» **THE INPUT**:
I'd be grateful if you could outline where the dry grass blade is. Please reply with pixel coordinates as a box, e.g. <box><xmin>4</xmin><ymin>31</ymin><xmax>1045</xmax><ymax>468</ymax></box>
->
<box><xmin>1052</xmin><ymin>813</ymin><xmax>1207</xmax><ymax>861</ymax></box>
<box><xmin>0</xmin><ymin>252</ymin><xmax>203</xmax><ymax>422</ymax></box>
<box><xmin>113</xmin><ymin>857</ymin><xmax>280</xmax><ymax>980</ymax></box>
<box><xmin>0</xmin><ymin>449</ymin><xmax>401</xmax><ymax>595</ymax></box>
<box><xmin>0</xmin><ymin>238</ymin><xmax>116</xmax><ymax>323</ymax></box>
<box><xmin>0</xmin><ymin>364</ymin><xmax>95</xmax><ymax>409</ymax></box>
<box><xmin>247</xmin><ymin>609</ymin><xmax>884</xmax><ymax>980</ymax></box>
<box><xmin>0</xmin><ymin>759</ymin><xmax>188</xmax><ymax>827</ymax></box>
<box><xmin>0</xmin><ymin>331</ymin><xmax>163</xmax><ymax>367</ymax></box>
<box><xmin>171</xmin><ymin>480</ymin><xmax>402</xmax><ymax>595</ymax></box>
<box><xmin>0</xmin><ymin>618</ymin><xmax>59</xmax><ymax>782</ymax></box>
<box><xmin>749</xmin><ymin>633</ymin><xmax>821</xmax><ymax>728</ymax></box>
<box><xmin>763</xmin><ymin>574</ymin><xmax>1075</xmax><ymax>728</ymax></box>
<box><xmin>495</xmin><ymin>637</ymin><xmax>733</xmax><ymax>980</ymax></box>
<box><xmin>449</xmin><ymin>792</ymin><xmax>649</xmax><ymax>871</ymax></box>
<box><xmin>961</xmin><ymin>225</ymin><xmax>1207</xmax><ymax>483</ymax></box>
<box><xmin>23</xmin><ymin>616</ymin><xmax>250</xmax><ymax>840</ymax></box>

» **WORK TO COMPLETE**: Rewrite all of the records above as a JSON list of strings, with each line as its own string and blank lines omitted.

» **WORKED ANSWER**:
[
  "I'd be grateful if you could outline where the dry grass blade is. Please reply with pixel coordinates as a box, e.g. <box><xmin>4</xmin><ymin>31</ymin><xmax>1045</xmax><ymax>468</ymax></box>",
  "->",
  "<box><xmin>1052</xmin><ymin>813</ymin><xmax>1207</xmax><ymax>861</ymax></box>",
  "<box><xmin>0</xmin><ymin>252</ymin><xmax>203</xmax><ymax>422</ymax></box>",
  "<box><xmin>113</xmin><ymin>857</ymin><xmax>280</xmax><ymax>980</ymax></box>",
  "<box><xmin>0</xmin><ymin>449</ymin><xmax>401</xmax><ymax>595</ymax></box>",
  "<box><xmin>0</xmin><ymin>238</ymin><xmax>116</xmax><ymax>323</ymax></box>",
  "<box><xmin>0</xmin><ymin>364</ymin><xmax>95</xmax><ymax>409</ymax></box>",
  "<box><xmin>247</xmin><ymin>609</ymin><xmax>884</xmax><ymax>980</ymax></box>",
  "<box><xmin>0</xmin><ymin>759</ymin><xmax>188</xmax><ymax>827</ymax></box>",
  "<box><xmin>0</xmin><ymin>331</ymin><xmax>163</xmax><ymax>367</ymax></box>",
  "<box><xmin>171</xmin><ymin>480</ymin><xmax>402</xmax><ymax>595</ymax></box>",
  "<box><xmin>0</xmin><ymin>618</ymin><xmax>59</xmax><ymax>782</ymax></box>",
  "<box><xmin>749</xmin><ymin>633</ymin><xmax>821</xmax><ymax>728</ymax></box>",
  "<box><xmin>763</xmin><ymin>574</ymin><xmax>1075</xmax><ymax>728</ymax></box>",
  "<box><xmin>495</xmin><ymin>637</ymin><xmax>733</xmax><ymax>980</ymax></box>",
  "<box><xmin>449</xmin><ymin>792</ymin><xmax>649</xmax><ymax>871</ymax></box>",
  "<box><xmin>961</xmin><ymin>225</ymin><xmax>1207</xmax><ymax>483</ymax></box>",
  "<box><xmin>23</xmin><ymin>616</ymin><xmax>250</xmax><ymax>840</ymax></box>"
]